AVAILABLE DATA:

____

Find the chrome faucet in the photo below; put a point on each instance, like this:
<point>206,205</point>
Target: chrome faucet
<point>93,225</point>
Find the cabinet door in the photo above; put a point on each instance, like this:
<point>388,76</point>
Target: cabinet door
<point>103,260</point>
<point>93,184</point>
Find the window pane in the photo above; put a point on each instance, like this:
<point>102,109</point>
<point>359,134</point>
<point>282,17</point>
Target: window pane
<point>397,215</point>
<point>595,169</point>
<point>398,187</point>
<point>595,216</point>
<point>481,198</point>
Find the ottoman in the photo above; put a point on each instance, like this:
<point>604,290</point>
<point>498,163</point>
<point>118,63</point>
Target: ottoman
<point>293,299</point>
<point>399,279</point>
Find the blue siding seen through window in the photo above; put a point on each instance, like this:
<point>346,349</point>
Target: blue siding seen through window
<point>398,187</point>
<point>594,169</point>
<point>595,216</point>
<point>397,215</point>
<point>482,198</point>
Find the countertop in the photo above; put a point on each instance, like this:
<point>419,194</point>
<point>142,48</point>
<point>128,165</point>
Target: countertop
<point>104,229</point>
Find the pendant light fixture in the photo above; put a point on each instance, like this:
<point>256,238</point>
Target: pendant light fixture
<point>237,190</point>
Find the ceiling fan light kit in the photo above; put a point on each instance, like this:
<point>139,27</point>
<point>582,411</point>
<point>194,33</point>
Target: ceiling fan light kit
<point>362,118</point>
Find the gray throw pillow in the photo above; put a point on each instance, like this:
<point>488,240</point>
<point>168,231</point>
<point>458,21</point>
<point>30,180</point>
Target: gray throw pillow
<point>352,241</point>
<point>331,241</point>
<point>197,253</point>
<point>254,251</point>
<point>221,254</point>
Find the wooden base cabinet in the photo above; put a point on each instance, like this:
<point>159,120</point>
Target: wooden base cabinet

____

WORK ITEM: Reproduce each entry above exactly, keeping every word.

ANSWER FOR THIS EXERCISE:
Find the chrome faucet in the photo below; put a point on each instance, like this:
<point>206,205</point>
Target: chrome faucet
<point>93,225</point>
Find the cabinet door in the photo above; put a point on each instance, like this:
<point>388,76</point>
Target: cabinet door
<point>103,260</point>
<point>93,184</point>
Find the window pane in the photo above; put a point on each instance, like this:
<point>102,109</point>
<point>359,134</point>
<point>282,17</point>
Target: window pane
<point>397,215</point>
<point>595,169</point>
<point>398,187</point>
<point>595,216</point>
<point>481,198</point>
Find the ottoman in the photo above; put a point on each instance, like this:
<point>604,290</point>
<point>498,163</point>
<point>118,63</point>
Target: ottoman
<point>293,299</point>
<point>399,279</point>
Find the blue siding seen through window in the photo above; put a point on each instance, like this:
<point>346,349</point>
Target: blue siding seen through window
<point>398,187</point>
<point>594,169</point>
<point>595,216</point>
<point>397,215</point>
<point>482,198</point>
Find the countertop in the photo above; put a point on each instance, like this:
<point>419,194</point>
<point>142,48</point>
<point>128,165</point>
Target: countertop
<point>104,229</point>
Find the pendant light fixture in the photo above; put a point on each instance, like this:
<point>256,238</point>
Target: pendant light fixture
<point>237,190</point>
Find the ceiling fan light kit in the photo above; put a point on each instance, like this:
<point>139,27</point>
<point>582,411</point>
<point>194,33</point>
Target: ceiling fan light kit
<point>362,118</point>
Find the gray throw pillow in the photo above; put a point on each instance, like this:
<point>488,240</point>
<point>168,231</point>
<point>458,21</point>
<point>30,180</point>
Target: gray throw pillow
<point>352,241</point>
<point>331,241</point>
<point>197,253</point>
<point>254,251</point>
<point>221,254</point>
Find the wooden base cabinet in the photo above; put a point on each instance, like this:
<point>159,120</point>
Target: wooden base cabinet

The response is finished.